§ **Exercise directions**:
Make an exact copy of the records that follow, with each picture omitted.

____ Extracted material

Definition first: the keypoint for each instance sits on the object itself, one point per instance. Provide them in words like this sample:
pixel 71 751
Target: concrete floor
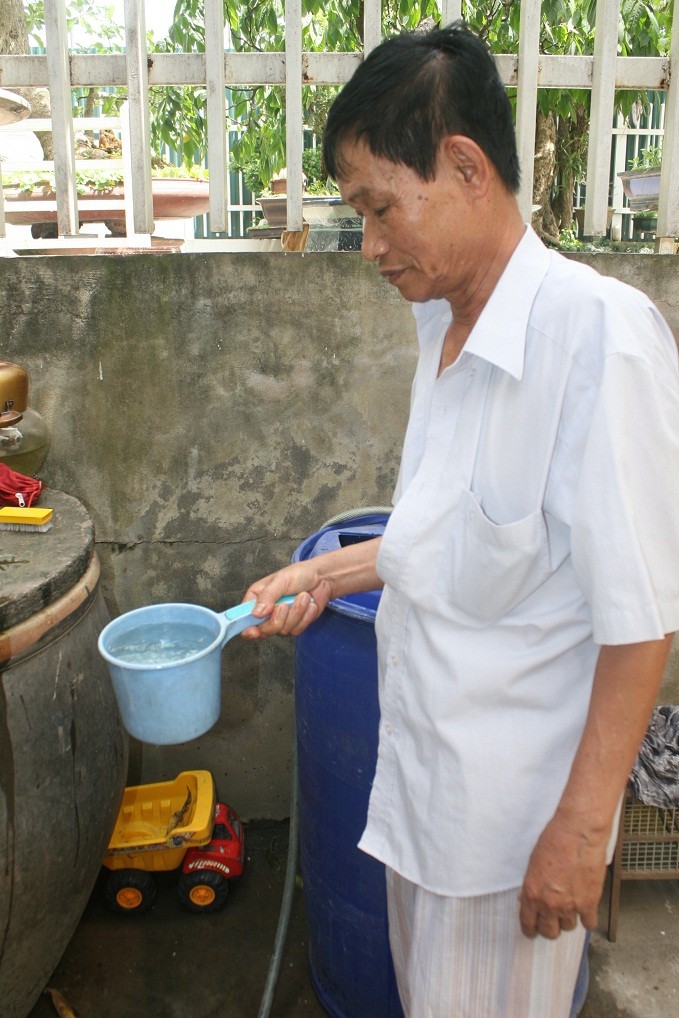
pixel 172 964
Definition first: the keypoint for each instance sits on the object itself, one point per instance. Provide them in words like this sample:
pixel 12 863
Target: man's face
pixel 406 222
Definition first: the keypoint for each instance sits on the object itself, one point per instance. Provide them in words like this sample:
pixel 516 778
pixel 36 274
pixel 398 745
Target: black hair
pixel 415 89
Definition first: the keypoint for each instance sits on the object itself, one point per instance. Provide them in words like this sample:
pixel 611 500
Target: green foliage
pixel 178 116
pixel 647 159
pixel 88 180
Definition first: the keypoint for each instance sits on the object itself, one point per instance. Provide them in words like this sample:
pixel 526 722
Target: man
pixel 530 564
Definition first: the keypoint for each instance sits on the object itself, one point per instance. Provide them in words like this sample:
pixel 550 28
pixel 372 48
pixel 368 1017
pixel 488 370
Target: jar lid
pixel 13 387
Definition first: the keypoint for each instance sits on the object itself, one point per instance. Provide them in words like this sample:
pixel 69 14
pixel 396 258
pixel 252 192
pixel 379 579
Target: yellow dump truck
pixel 168 825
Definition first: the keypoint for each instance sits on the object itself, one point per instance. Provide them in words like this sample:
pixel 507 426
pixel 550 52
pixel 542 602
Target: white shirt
pixel 535 517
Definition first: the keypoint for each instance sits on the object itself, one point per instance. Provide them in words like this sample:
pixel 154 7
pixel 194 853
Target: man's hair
pixel 414 90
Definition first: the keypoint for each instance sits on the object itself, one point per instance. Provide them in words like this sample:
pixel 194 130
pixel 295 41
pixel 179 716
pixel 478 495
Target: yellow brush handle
pixel 36 517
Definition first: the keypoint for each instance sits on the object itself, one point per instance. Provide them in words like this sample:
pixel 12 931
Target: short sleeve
pixel 625 533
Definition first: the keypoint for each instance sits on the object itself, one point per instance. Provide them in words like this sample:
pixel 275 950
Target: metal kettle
pixel 24 437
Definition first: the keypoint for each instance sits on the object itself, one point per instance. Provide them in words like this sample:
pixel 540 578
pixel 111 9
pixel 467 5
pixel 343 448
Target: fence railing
pixel 529 70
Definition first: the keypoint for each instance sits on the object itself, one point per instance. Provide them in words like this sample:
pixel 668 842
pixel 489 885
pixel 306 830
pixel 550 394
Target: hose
pixel 293 837
pixel 288 890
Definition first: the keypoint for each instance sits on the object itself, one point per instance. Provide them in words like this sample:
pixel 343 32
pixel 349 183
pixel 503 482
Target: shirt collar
pixel 499 335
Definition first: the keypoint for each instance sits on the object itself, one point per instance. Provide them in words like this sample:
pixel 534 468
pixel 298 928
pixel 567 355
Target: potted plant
pixel 641 182
pixel 176 194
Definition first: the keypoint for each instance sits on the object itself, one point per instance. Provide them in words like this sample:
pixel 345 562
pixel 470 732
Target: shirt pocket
pixel 489 568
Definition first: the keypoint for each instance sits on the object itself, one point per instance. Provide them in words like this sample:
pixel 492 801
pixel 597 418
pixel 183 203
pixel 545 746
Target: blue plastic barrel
pixel 336 693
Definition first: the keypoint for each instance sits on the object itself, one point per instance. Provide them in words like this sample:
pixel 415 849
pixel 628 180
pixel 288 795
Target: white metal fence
pixel 136 70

________

§ **Output below**:
Definition first: the keypoint for each instance sits on the object itself, one point per instance. Provide them in words like this sample:
pixel 71 751
Target: concrete floor
pixel 172 964
Definition first: the keypoint for each instance sits on the object itself, one point per instance. Provide them in words like this sample:
pixel 12 863
Target: man's face
pixel 406 222
Definition first: the keypoint for each instance sits on the object itself, one point per instance. Provide them in words like this sample:
pixel 516 778
pixel 36 274
pixel 398 745
Target: black hair
pixel 415 89
Definition first: the keypoint for each instance sits on the object itself, one point per instance. Provide them in words like this sample:
pixel 611 500
Target: green foliage
pixel 178 116
pixel 647 159
pixel 88 180
Definition first: the keypoint for each instance sits on the object itself, one point per instance. Provide them in words like this sample:
pixel 526 722
Target: man
pixel 530 564
Definition first: the keypoint for each instance sits on the object itself, one point per instance. Provide them in words like this sample:
pixel 550 28
pixel 372 48
pixel 368 1017
pixel 488 370
Target: jar lid
pixel 13 387
Definition first: the keypoint for each instance sits on the object itself, one point per instance. Provide them in words like this sample:
pixel 69 14
pixel 396 258
pixel 252 192
pixel 379 579
Target: yellow dump truck
pixel 168 825
Definition first: the keypoint for each instance sits on the object itself, one point per instance. Provide them in words like this sample:
pixel 507 426
pixel 550 52
pixel 542 602
Target: white shirt
pixel 535 517
Definition first: the keypoint for each instance sits on the object itself, one point per instance. Provide them in words like this sample:
pixel 154 7
pixel 194 853
Target: man's hair
pixel 414 90
Definition first: the keypoint for each instance sits on the object itself, one point per instance. Provide them in words like this sample:
pixel 194 130
pixel 295 41
pixel 179 716
pixel 478 495
Target: yellow brush handle
pixel 36 517
Definition first: the keypoint for each instance sits on the object itself, one point per instance. Provide them in words like this sample:
pixel 12 931
Target: short sleeve
pixel 625 533
Definition first: the keypoint for each instance sits on the object itself, one point per instance. Provide them in words like this sample:
pixel 275 950
Target: metal kettle
pixel 24 437
Definition first: the keypoint for each instance sits on the object itself, one point per instance. Provide them in words like this sample:
pixel 540 578
pixel 111 9
pixel 467 5
pixel 343 448
Target: fence railing
pixel 529 70
Definition first: the keypoint for each instance sits on the object itself, one point per instance. Provide them in words like this sample:
pixel 668 842
pixel 489 885
pixel 306 830
pixel 550 394
Target: hose
pixel 293 837
pixel 288 890
Definition first: the keypoint for each instance sits on the object itself, one point per instance. Provide them in words like this sample:
pixel 343 32
pixel 349 183
pixel 503 482
Target: shirt collar
pixel 499 335
Definition first: the keypoint for each instance sits on the object itself, one point per instance. Provide them in words like this sample:
pixel 534 468
pixel 298 928
pixel 567 355
Target: potted plant
pixel 641 182
pixel 176 194
Definition first: the keypoint for each instance sits on the object itself, one point per instance. Provide them in words like this sample:
pixel 345 562
pixel 470 732
Target: shirt pocket
pixel 489 568
Definition first: the keypoint for each instance sits on the object itself, one point per instance. Provide them in words like this sample:
pixel 492 801
pixel 597 418
pixel 183 203
pixel 545 746
Target: blue plastic barrel
pixel 336 693
Definition first: the keypoint for each instance sits on the object itself, one point per instance. Provide them in words like this sample:
pixel 415 849
pixel 628 180
pixel 288 795
Target: white metal fence
pixel 136 70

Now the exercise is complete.